→ EXCERPT TO READ:
Global shares tumble after a wipeout on Wall Street as Big Tech retreats


NEW YORK — Wall Street’s split is widening Thursday, as smaller stocks and other formerly unloved areas of the market rise up while superstar Big Tech stocks give back more of their stellar gains.

The mixed trading left the S&P 500 down by 0.3% in morning trading, a day after its worst loss since 2022 led to a wipeout for financial markets circling the world. The Dow Jones Industrial Average was up 180 points, or 0.5%, as of 10:20 a.m. Eastern time, and the Nasdaq composite was down 1.1%.

Weighing on Wall Street were continued losses for Nvidia and most of the handful of stocks that have been the main reasons the S&P 500 has set dozens of all-time highs this year. They had tumbled a day earlier after profit reports from Tesla and Alphabet underwhelmed and raised concerns investors’ frenzy around artificial-intelligence technology had sent prices for Big Tech stocks too high.

Six of the group of stocks known as the “Magnificent Seven” fell, with all dropping at least 1.4%, and were among the heaviest anchors on the S&P 500. Only Tesla rose among them.

But the drop for the S&P 500 masked a market where the majority of U.S. stocks were rising. Even within the S&P 500, three out of every four stocks were climbing.

They rallied after a report indicated the U.S. economy grew at an estimated 2.8% annual rate from April through June, double the rate from the prior quarter and easily topping economists’ forecasts for 1.9%. That eased worries about a possible recession, or at least delays them further, even though interest rates remain high and are grinding down on the economy.

Perhaps just as importantly for Wall Street, the report on the economy wasn’t so hot that it fanned worries about upward pressure on inflation.

Because inflation has largely resumed its slowdown following a rough start to the year, traders are largely expecting the Federal Reserve to begin cutting its main interest rate in September, according to data from CME Group.

→ MATERIAL SHOWN:

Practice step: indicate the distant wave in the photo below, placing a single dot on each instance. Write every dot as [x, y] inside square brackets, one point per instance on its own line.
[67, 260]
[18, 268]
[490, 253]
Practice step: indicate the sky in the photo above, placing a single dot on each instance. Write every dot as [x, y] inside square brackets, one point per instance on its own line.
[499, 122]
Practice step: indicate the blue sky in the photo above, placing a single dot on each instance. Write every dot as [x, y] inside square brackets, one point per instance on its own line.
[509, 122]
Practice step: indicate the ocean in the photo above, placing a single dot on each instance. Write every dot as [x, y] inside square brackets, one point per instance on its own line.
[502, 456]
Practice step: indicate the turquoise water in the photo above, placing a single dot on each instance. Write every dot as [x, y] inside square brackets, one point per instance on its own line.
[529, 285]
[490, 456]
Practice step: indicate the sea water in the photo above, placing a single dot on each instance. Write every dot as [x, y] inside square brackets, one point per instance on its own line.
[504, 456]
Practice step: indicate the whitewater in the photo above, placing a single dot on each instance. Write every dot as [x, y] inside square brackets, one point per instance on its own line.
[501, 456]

→ PROBLEMS:
a) According to the stock market article, why did the Big Tech stocks tumble the day before?
b) In the stock market article, what estimated annual rate did the U.S. economy grow at from April through June?
c) Copy the stock market article from "Six of the group" to "on the economy.", renaming "rallied" as "surged".
The items are separate material from the stock market article.

→ SOLUTIONS BY TASK:
a) They fell after profit reports from Tesla and Alphabet underwhelmed. Those reports raised concerns that investors' frenzy around artificial-intelligence technology had pushed Big Tech stock prices too high.

b) An estimated 2.8% annual rate.

c)
Six of the group of stocks known as the “Magnificent Seven” fell, with all dropping at least 1.4%, and were among the heaviest anchors on the S&P 500. Only Tesla rose among them.

But the drop for the S&P 500 masked a market where the majority of U.S. stocks were rising. Even within the S&P 500, three out of every four stocks were climbing.

They surged after a report indicated the U.S. economy grew at an estimated 2.8% annual rate from April through June, double the rate from the prior quarter and easily topping economists’ forecasts for 1.9%. That eased worries about a possible recession, or at least delays them further, even though interest rates remain high and are grinding down on the economy.